ENTRIES PROVIDED:
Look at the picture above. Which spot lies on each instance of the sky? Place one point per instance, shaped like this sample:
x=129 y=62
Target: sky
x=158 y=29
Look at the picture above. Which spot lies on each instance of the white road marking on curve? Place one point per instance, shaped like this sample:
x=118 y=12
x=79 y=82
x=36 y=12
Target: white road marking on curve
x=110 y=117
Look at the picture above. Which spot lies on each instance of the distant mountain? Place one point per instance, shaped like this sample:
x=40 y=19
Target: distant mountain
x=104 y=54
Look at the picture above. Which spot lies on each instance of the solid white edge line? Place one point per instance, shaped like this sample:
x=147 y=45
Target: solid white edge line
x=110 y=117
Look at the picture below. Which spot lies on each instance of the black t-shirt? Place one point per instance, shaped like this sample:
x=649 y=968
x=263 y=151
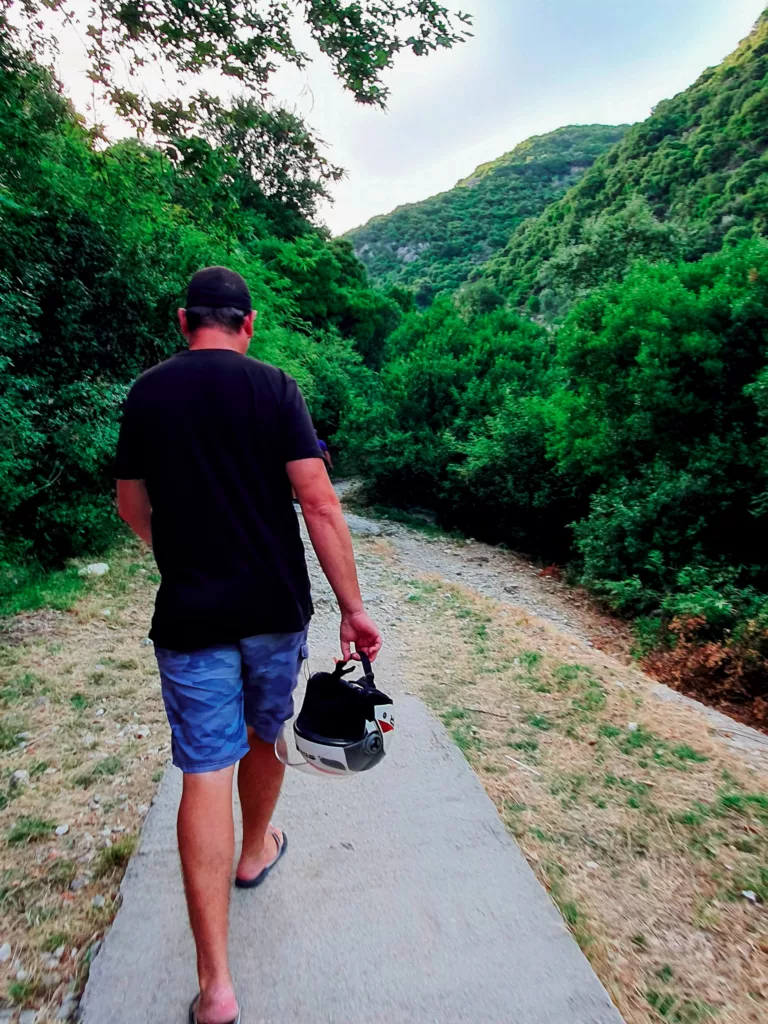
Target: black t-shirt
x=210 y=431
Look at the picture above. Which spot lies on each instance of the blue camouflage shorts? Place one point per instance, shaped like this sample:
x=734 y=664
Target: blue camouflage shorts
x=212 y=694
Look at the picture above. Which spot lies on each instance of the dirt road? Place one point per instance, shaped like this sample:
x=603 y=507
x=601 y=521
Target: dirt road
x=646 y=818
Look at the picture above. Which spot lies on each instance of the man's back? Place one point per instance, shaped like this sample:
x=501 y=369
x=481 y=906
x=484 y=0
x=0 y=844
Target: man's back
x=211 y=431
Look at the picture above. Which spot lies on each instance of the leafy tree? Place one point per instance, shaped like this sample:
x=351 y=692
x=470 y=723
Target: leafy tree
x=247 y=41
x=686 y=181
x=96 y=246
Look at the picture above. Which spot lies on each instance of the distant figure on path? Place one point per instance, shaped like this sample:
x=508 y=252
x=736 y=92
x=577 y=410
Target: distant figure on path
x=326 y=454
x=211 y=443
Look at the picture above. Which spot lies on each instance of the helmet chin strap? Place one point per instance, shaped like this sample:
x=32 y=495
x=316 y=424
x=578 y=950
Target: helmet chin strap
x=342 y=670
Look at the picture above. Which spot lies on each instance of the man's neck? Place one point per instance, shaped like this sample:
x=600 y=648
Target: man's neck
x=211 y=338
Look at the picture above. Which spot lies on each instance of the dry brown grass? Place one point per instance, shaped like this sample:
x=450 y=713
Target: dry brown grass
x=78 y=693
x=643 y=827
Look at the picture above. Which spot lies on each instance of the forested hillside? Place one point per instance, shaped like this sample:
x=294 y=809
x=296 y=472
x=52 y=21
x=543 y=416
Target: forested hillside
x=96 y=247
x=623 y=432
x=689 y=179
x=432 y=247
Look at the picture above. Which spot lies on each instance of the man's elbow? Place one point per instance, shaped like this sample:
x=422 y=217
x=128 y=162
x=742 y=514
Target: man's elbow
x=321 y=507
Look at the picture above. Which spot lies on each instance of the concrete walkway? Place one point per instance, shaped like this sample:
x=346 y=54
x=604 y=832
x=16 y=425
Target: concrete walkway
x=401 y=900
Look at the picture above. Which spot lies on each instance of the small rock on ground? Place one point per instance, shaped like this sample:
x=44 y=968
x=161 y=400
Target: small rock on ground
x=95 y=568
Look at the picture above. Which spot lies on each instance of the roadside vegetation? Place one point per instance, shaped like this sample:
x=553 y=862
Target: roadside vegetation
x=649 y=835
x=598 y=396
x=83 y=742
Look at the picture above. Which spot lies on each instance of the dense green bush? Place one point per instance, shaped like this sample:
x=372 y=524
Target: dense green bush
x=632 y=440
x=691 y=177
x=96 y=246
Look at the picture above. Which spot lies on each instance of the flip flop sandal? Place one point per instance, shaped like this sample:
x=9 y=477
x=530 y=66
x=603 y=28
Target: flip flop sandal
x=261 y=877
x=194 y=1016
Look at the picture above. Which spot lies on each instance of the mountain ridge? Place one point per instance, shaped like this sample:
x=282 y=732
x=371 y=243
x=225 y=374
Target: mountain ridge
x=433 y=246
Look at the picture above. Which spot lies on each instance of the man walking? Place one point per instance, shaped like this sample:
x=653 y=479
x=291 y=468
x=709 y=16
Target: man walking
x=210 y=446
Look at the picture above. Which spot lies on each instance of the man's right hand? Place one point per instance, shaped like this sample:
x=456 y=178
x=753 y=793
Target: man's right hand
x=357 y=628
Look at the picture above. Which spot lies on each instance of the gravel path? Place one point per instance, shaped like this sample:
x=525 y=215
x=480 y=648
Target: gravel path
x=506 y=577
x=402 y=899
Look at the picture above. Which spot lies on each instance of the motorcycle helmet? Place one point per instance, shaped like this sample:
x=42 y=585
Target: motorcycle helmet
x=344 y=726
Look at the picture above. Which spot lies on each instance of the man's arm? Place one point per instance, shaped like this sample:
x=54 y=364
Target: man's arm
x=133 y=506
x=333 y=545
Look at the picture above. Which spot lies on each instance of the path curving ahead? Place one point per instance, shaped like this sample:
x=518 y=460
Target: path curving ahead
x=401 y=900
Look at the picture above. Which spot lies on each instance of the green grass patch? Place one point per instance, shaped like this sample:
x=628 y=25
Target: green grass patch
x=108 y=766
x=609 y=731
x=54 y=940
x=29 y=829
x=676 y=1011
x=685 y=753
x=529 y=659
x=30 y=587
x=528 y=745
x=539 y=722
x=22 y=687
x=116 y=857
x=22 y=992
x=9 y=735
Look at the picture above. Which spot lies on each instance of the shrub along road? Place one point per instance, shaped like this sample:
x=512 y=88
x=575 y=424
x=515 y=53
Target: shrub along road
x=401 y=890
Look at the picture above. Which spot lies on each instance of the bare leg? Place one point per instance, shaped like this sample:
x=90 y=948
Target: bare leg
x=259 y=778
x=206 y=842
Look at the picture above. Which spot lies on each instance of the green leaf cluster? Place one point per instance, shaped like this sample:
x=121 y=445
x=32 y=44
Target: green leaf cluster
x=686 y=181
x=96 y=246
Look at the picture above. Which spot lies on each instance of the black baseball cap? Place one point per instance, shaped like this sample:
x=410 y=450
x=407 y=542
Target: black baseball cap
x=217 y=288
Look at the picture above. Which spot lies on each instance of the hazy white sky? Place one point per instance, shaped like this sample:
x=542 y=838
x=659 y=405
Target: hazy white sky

TASK PROMPT: Wherever the string "hazy" appears in a line of the records, copy that line.

RESULT FOR THIS TASK:
Look at the picture above. Which spot lies on each instance of the hazy white sky? Place one point per instance, shaped like this sample:
Target: hazy white sky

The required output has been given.